=== REQUIRED WORK ===
**A.** Check each statement against the passage on Morlaix. For each, answer yes or no and quote the words that decide it. (i) Morlaix lies sixteen miles north of Carhaix and Huelgoet. (ii) The two streams that meet in Morlaix are the Jarlot and the Loire. (iii) Mary Queen of Scots landed at Morlaix in 1505.
**B.** According to the passage on Morlaix, roughly how many people live in the town?

=== PASSAGE SHOWN ===
Breton Folk: An artistic tour in Brittany
CHAPTER VI.
MORLAIX—ST. POL—LESNEVEN—LE FOLGOET.
From the quiet of Carhaix and the solemn landscape which surrounds Huelgoet to the bustle of Morlaix, only sixteen miles to the north, seems a rapid transition. If we arrive at Morlaix by railway, we cross a lofty viaduct over a deep ravine, and, far below, see clusters of grey roofs, white houses, rocks and trees, church towers, and factory chimneys. Descending to the town, we find ourselves in the centre of more commercial activity than we have seen since leaving St. Malo. Morlaix is a prosperous town, containing about 15,000 inhabitants, busily engaged in trade. It is built at the confluence of two streams, the Jarlot and the Queffleut, which meet in the centre of the city, and (arched over for some distance in their course) wind down the valley to the sea, six miles away. On either side of this canal-like stream are quays, and rows of houses, old and new, strangely intermixed.
The commercial traveller, the shipper of native products, and the importer of foreign goods is ever busy at Morlaix. But its aspect is still essentially old; its outward characteristics are primitive: weather-worn gables with carved beams, steep streets and rough pavements with open gutters, and, in the centre of the city, a dingy river, with washerwomen on its banks. The sketch gives an exact idea of the scene as enacted every day in the principal street; but the old architecture of Morlaix is best indicated on page 72. A few demolitions take place every year, but, visiting Morlaix for the third time in 1878, we find the most interesting buildings standing and leaning against each other as of old. Tradition is strong in this city, and many new shops preserve over their doors their old signs, the ancient insignia of the trades of the merchants of Morlaix. Some are grotesque figures carved in wood, painted and gilt; there is one little figure, for instance, at the corner of the Rue Notre Dame, “Au Sommeur Breton,” in cocked hat and curled wig, which carries us back in imagination several centuries.
In the “Rue des Nobles,” where the high-pitched roofs and overhanging eaves nearly meet across the street, we may see the actual dwellings of the nobles of Brittany in the fifteenth century, whilst above on the steep hillsides, and all around, are the modern, meaner, and more healthy dwellings of the traders of the nineteenth.
The approach to Morlaix by water in the old days, when at the last turn of the river the pointed gables and towers came into view, must have been very picturesque. Its aspect in 1505, when the nobles received the Queen-Duchess Anne on her pilgrimage through Brittany, and later—when Mary Queen of Scots landed here on her way to Paris to espouse the Dauphin in 1548—we may picture to ourselves, with some regret, as we walk down the new wide Rue de Brest, and see above us the great railway viaduct. It is a strange medley of grey roofs, trees, rocks, towers, factory chimneys, quays lined with stores, precipitous streets, tottering dwellings, and defaced churches (one turned into a granary), arched over by the modern railway viaduct, from the view of which there is no escape, but which, from its very height and solidity, has a certain grandeur of effect. But the old is quite overwhelmed by the new, and even the steep hillsides seem dwarfed by the giant proportions of the viaduct. There is not only more movement, but there is more colour in Morlaix, than we are accustomed to in Brittany; down on the quay, for instance, there are red sashes, and clothing of bright Oriental hues, drying in the wind; and there is a certain Eastern air about the open shops in the old quarters which tells of distant commerce. But the present prosperity of Morlaix is in its tobacco manufactories, in its trade in butter, grain, fruit, &c., and in its position as the natural place of export for the products of a fruitful part of Brittany.

=== DATA LINES ===
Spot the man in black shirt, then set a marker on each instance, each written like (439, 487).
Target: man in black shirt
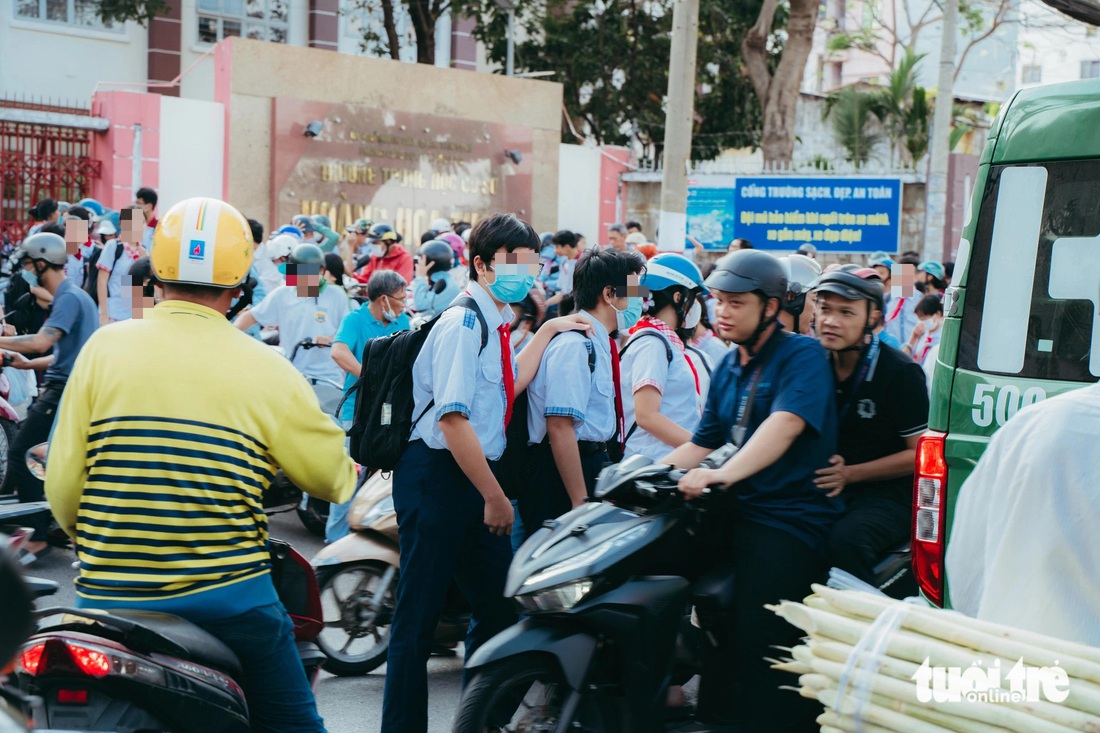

=== SOLUTIONS BELOW ===
**A.**
(i) Yes: "to the bustle of Morlaix, only sixteen miles to the north"
(ii) No: "the Jarlot and the Queffleut, which meet in the centre of the city"
(iii) No: "when Mary Queen of Scots landed here on her way to Paris to espouse the Dauphin in 1548"

**B.** About 15,000 inhabitants.